(GIVEN DATA)

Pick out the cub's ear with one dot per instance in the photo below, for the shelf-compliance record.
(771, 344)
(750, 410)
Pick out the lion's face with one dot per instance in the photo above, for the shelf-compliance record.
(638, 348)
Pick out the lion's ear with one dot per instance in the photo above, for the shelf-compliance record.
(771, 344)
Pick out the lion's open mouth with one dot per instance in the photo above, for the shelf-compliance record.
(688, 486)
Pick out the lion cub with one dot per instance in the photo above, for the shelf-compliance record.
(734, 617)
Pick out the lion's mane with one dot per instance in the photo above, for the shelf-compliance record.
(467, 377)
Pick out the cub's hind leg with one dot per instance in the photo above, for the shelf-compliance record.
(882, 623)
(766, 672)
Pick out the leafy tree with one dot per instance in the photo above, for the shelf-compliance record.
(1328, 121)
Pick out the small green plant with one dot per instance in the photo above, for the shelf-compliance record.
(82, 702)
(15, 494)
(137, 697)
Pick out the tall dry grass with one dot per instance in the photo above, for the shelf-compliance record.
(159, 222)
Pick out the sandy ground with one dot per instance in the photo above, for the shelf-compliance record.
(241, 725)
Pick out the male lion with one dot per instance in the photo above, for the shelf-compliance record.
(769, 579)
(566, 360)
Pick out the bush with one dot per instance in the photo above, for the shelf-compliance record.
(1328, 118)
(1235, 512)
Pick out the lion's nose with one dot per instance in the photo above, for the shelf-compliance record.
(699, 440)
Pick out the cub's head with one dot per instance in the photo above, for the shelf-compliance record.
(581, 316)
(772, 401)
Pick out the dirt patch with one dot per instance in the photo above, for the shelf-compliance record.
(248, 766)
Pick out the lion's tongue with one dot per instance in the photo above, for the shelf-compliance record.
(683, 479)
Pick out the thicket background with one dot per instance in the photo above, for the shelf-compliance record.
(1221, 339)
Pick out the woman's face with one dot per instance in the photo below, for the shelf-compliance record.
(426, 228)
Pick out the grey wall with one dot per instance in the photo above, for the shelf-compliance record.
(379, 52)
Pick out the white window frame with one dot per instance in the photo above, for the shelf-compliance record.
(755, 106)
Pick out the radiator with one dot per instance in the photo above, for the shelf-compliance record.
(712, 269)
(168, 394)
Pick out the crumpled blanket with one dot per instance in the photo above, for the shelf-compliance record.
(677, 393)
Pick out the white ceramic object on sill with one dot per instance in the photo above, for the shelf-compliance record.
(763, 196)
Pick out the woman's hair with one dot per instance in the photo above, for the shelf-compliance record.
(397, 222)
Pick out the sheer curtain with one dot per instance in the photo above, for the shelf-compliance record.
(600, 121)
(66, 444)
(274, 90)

(End GIVEN DATA)

- **WORK REQUIRED**
Leave out every line ahead of the one containing "Pick out the small" and print the rest of the listing exactly.

- **FINAL ANSWER**
Pick out the small green plant with one dot per instance in the photo above, for the shelf-compliance record.
(82, 702)
(15, 494)
(137, 697)
Pick out the tall dry grass with one dot per instance in the photo above, for the shelf-compliance record.
(159, 222)
Pick out the sandy ground with one dot per instance in the photo above, for the shelf-compliance record.
(241, 725)
Pick out the male lion with one dot per instance in the photo above, for the shelf-compliance record.
(769, 579)
(566, 360)
Pick out the bush with one dot per instance in the photo above, for the shelf-compliance record.
(1328, 118)
(1235, 512)
Pick out the lion's nose with one dot per instance in the photo above, for the shelf-compliance record.
(699, 440)
Pick out the cub's head with one dot per instance in the photo above, for the shelf-compliance record.
(581, 316)
(772, 401)
Pick out the dirt patch with one dot per instance in the photo above, for the shelf-compliance record.
(248, 766)
Pick out the lion's tongue with one dot per instance in the photo above, for the shelf-compliance record.
(683, 479)
Pick out the thicket background with one dot per instance in the photo above, for the shelf-compliance record.
(1221, 339)
Pick out the woman's face with one dot per instance in the photo below, for the shelf-compliance record.
(426, 228)
Pick out the grey wall with one dot per instance in the photo above, for the shelf-compliance record.
(379, 52)
Pick out the white window frame with one dot per instance in the photo above, for the shelf-compliance record.
(755, 106)
Pick out the radiator with one dot per instance in the photo above, for the shelf-compliance record.
(712, 269)
(168, 394)
Pick out the crumpled blanket with one dot per instance in the photo above, for the shelf-compliance record.
(677, 393)
Pick out the white ceramic object on sill with one dot per instance in the photo above, for the shelf-compliance record.
(763, 196)
Pick out the woman's hair with one dot per instance in the photo above, for the shelf-compliance record.
(397, 222)
Pick out the sheer curtain with one dot per instance in the photo above, for the shelf-compliance record.
(600, 121)
(66, 444)
(274, 90)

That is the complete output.